Acórdão do Tribunal da Relação de Coimbra
Processo:
912/05
Nº Convencional: JTRC
Relator: GARCIA CALEJO
Descritores: PROVIDÊNCIA CAUTELAR NÃO ESPECIFICADA
PEDIDO DE APREENSÃO DE VEÍCULO
RESERVA DE PROPRIEDADE
FALTA DE REGISTO A FAVOR DO REQUERENTE
Data do Acordão: 04/26/2005
Votação: UNANIMIDADE
Tribunal Recurso: TRIBUNAL JUDICIAL DE VISEU - 3º JUÍZO
Texto Integral: S
Meio Processual: AGRAVO
Decisão: REVOGADA
Legislação Nacional: ARTºS 5º, Nº 1, AL. B), E Nº 2, 15º E 16º DO DL Nº 54/75, DE 12/02 .
Sumário: I – Está sujeita a registo a reserva de propriedade estipulada em contratos de alienação de veículos automóveis .
II – O procedimento cautelar específíco decorrente dos artºs 15º e 16º do DL nº 54/75, depende da prova do vencimento e do não pagamento do crédito hipotecário ou do incumprimento de obrigações que originaram a reserva de propriedade e que permite ao titular do respectivo registo requerer em juízo a apreensão do veículo .

III – Na providência cautelar comum é necessário ao requerente, para conseguir o seu objectivo, alegar e provar que se verificam os vários requisitos a que alude o artº 381º, nº 1, do CPC .

Decisão Texto Integral:
Acordam na 3ª Secção Cível do Tribunal da Relação de Coimbra:

I- Relatório:
1-1- No Tribunal Judicial da Comarca de Viseu, A..., com sede na Estrada de Nelas, Km.1,2 Viseu, veio requerer, a presente providência cautelar não especificada, contra B...e mulher C..., residentes na Quinta das Abelheiras, Rua das Quintas, Santiago de Cassurães, Mangualde, pedindo a autorização para remoção do tractor, reboque, fresa e charrua que identifica e que se encontram na residência dos requeridos, com prévia apreensão desses bens pela G.N.R. ( para o que se deveria oficiar em conformidade ) e ainda se ordenasse aos requeridos que se abstivessem da prática de qualquer acto impeditivo dessa remoção e entrega.

☆ ☆ ☆ ☆

# [Enunciado 1]
Enumere todos os bens cuja remoção o requerente pede na providência cautelar descrita no acórdão.

[Excertos de dados de caixas delimitadoras]
☆ ☆ ☆ ☆

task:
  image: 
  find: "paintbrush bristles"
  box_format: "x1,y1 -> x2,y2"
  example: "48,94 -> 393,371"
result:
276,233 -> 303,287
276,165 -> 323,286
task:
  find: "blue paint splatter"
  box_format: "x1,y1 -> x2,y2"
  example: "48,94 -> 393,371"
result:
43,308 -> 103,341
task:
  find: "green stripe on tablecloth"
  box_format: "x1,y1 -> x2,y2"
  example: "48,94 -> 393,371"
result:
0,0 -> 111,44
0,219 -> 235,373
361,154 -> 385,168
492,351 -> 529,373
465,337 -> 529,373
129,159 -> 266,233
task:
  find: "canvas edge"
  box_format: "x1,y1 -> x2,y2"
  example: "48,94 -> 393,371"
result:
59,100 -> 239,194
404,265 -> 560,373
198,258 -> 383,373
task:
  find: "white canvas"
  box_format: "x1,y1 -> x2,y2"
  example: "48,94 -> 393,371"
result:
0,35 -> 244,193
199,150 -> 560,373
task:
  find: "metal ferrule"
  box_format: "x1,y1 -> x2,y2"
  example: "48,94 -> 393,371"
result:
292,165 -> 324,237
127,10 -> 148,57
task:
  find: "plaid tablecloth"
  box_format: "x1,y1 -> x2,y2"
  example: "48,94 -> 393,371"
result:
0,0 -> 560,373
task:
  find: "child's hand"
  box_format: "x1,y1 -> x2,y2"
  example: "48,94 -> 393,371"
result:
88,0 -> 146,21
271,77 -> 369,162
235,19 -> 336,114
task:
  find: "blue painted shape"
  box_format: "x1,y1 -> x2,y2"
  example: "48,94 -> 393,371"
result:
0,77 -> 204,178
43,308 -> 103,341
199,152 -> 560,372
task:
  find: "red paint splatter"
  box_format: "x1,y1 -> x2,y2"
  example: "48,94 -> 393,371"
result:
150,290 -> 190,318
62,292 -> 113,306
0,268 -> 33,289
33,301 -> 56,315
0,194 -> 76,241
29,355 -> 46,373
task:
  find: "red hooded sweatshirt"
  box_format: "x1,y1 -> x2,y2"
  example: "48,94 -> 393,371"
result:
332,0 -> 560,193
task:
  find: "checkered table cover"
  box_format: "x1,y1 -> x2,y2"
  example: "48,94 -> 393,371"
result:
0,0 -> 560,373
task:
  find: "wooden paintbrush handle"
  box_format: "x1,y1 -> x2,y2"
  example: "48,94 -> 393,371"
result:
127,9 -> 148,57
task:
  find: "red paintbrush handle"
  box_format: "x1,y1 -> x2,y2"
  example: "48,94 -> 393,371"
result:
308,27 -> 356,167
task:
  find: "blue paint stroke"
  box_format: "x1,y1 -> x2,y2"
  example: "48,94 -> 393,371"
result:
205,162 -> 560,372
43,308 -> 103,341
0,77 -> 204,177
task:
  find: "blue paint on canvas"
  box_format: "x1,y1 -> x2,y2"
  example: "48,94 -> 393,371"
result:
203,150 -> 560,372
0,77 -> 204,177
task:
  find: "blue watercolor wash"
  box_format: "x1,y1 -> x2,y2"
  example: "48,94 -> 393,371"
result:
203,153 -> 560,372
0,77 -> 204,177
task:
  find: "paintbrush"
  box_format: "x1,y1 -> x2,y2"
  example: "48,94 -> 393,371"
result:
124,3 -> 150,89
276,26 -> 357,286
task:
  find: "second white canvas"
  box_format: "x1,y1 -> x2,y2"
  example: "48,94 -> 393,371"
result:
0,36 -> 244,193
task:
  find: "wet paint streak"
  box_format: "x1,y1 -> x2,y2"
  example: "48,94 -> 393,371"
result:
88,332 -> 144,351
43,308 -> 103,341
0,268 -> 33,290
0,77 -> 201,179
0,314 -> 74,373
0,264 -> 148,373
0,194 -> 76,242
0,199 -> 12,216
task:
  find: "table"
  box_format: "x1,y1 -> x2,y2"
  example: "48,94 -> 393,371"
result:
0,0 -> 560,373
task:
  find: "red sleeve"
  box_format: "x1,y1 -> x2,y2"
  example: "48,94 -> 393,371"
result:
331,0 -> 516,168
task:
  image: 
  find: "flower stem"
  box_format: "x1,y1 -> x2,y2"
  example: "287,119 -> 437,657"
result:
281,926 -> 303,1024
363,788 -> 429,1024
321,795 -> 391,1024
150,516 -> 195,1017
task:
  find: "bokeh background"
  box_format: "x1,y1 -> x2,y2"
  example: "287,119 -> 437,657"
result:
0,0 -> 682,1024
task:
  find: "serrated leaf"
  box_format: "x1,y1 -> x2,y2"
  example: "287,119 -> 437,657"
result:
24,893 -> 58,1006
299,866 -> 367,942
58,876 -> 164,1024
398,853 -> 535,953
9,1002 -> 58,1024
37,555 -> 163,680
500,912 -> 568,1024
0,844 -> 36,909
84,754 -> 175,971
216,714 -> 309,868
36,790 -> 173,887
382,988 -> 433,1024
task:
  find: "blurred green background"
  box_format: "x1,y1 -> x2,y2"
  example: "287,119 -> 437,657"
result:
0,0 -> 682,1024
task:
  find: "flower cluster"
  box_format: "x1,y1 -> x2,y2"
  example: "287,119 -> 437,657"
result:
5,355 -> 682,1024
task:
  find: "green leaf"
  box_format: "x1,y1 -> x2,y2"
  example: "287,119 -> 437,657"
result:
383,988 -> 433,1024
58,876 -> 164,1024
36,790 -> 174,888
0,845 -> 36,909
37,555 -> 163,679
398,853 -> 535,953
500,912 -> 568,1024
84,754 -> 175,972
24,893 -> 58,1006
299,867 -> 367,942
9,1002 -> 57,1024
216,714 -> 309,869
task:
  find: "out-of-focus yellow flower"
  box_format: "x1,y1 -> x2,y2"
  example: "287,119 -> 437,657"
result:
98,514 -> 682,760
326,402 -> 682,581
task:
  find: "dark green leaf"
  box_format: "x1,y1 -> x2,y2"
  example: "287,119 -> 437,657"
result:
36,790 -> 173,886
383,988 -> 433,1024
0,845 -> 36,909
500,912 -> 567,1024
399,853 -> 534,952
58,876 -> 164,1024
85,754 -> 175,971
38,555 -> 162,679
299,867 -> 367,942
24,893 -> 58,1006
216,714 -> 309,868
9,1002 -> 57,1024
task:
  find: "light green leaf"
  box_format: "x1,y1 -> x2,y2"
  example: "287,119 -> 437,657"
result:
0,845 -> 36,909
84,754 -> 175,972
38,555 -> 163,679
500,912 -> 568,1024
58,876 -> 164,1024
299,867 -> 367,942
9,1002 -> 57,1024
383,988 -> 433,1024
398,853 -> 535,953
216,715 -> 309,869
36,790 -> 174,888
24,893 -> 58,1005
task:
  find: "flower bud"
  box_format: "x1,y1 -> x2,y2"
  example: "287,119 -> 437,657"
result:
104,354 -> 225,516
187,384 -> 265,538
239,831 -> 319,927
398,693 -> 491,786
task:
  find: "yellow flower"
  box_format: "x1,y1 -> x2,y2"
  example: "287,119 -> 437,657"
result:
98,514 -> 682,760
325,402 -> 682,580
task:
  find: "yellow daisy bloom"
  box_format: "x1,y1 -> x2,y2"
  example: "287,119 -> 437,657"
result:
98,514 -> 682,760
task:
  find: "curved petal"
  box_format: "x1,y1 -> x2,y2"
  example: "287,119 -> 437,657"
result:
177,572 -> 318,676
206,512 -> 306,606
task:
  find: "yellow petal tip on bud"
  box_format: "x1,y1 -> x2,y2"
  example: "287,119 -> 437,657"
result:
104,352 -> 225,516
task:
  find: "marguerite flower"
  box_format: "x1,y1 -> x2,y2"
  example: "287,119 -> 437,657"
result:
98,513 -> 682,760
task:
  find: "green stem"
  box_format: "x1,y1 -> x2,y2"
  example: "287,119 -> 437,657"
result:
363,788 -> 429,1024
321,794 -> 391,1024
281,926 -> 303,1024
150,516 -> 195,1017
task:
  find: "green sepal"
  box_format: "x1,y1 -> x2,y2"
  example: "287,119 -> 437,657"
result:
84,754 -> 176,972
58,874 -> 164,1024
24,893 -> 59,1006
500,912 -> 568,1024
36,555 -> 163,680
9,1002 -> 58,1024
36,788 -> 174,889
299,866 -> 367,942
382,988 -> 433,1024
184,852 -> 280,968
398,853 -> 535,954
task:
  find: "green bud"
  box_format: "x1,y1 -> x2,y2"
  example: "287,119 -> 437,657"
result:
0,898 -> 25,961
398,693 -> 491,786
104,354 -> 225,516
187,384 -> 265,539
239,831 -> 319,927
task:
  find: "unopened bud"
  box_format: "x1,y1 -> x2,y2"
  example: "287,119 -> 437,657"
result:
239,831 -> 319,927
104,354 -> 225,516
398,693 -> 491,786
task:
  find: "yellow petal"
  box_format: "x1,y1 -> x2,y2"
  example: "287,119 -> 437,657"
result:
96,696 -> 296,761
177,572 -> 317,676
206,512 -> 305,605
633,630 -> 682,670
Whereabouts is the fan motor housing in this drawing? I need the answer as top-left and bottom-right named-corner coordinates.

☆ ☆ ☆ ☆

# [Enunciado 2]
Localize na listagem todas as linhas em que figura a palavra "splatter" e transcreva cada uma delas.

# [Resolução 1]
- tractor
- reboque
- fresa
- charrua

# [Resolução 2]
  find: "blue paint splatter"
  find: "red paint splatter"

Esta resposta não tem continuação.